## Exercise details
Please repeat all of the listing exactly.
● ● ●
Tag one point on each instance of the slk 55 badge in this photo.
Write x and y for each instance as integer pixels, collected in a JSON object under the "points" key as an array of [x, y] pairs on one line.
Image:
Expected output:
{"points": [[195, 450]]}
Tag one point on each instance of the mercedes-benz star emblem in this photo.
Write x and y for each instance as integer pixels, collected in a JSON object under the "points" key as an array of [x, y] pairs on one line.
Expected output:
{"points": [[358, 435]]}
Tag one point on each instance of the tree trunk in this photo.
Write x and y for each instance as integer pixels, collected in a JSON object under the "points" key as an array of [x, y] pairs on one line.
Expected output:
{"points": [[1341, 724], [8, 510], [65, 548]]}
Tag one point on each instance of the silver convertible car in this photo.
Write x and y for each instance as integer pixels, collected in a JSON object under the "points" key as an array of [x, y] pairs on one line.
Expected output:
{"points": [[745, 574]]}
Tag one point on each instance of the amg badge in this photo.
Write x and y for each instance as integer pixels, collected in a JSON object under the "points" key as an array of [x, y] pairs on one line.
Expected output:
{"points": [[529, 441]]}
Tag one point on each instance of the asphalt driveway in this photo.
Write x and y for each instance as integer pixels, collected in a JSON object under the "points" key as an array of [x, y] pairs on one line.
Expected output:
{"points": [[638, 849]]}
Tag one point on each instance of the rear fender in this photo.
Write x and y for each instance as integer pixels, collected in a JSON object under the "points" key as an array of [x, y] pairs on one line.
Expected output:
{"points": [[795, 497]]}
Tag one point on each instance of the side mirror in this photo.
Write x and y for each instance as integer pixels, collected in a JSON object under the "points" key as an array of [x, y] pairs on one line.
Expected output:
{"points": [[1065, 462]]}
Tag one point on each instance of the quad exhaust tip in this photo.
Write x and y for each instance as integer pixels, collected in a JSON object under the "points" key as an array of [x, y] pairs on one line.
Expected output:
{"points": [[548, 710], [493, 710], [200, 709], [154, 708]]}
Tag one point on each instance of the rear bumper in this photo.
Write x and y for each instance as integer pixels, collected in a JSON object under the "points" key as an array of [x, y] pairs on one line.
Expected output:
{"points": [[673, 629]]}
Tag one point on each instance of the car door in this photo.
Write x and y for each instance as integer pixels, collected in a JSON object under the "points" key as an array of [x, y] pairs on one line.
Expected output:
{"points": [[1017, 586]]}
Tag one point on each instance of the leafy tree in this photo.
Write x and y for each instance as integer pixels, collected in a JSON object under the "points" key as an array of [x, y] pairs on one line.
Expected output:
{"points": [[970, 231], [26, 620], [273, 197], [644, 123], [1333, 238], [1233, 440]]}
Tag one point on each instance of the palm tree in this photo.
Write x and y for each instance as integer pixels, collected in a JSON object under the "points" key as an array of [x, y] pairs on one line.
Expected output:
● ● ●
## Written solution
Tag one point on each instance of the slk 55 badge in this photo.
Write x and y for each instance as integer pixels, collected in a JSON object under the "points" key as an array of [x, y] pairs on one line.
Image:
Expected output:
{"points": [[195, 450]]}
Tag one point on each instance of the mercedes-benz star emblem in this photo.
Write x and y for each instance as integer pixels, collected in a JSON object under the "points" key as an array of [x, y] pairs on one line.
Expected output:
{"points": [[358, 435]]}
Tag one point on each instance of the tree trunk in this photo.
Write x and y for each instance as integer pixels, collected in a JSON object under the "points" key as an array of [x, y] pairs on one line.
Expected output:
{"points": [[1341, 724], [8, 510], [65, 548]]}
Tag one point on each instance of the silver convertible car in this photo.
Write x and y for each instance as integer pixels, collected in a JSON object under the "points" key as an array of [x, y] pairs on one line.
Expected output:
{"points": [[745, 574]]}
Tag one point on each instance of the amg badge in this photo.
Write x and y for each instance as integer pixels, collected in a JSON object under the "points" key as an array of [x, y] pairs on one line.
Expected output:
{"points": [[529, 441]]}
Tag one point on each instance of the asphalt driveway in this photo.
Write x and y for each instance as integer pixels, collected in a JSON object under the "points" key as an array of [x, y] pairs on one line.
Expected output:
{"points": [[638, 849]]}
Tag one point on each instance of the rear fender in this photo.
Write x and y for each instance as integer pixels, collected in a JSON object under the "points" key as an array of [x, y] pairs on one line.
Expected output:
{"points": [[795, 497]]}
Tag one point on each instance of the side mirror in this photo.
Write x and y for each instance as integer pixels, collected in a JSON object under the "points" key as an array of [x, y] pairs on one line.
Expected output:
{"points": [[1065, 462]]}
Tag one point on each instance of the quad exhaust tip in this photo.
Write x and y for each instance as integer pixels, collected in a JSON object under the "points" key as an array of [x, y] pairs on one line.
Expected output:
{"points": [[548, 710], [493, 710], [200, 709], [154, 708]]}
Tag one point on each instance of the rear bumper in this photo.
Write x and y for each instance as integer pixels, collected in a JSON object under the "points" key as an array of [x, y] pairs on one line.
Expected output:
{"points": [[673, 629]]}
Tag one point on each instance of the car door in this photo.
Write x and y for each instance as integer pixels, collected in a JSON object under the "points" key as an array of [x, y] pairs on one line.
Expected output:
{"points": [[1017, 586]]}
Tag one point on each instance of the leafy tree in this photo.
Write x and y for each instance as integer pixels, collected in a JSON object under the "points" key as an array of [x, y] pairs on one line.
Expected output:
{"points": [[970, 231], [26, 620], [273, 197], [644, 123], [1333, 238], [1233, 440]]}
Tag one point on each instance of the palm tree in this photo.
Write x and y for each instance as integer pixels, collected in a JSON object under the "points" key as an array of [x, y] pairs on one line.
Expected output:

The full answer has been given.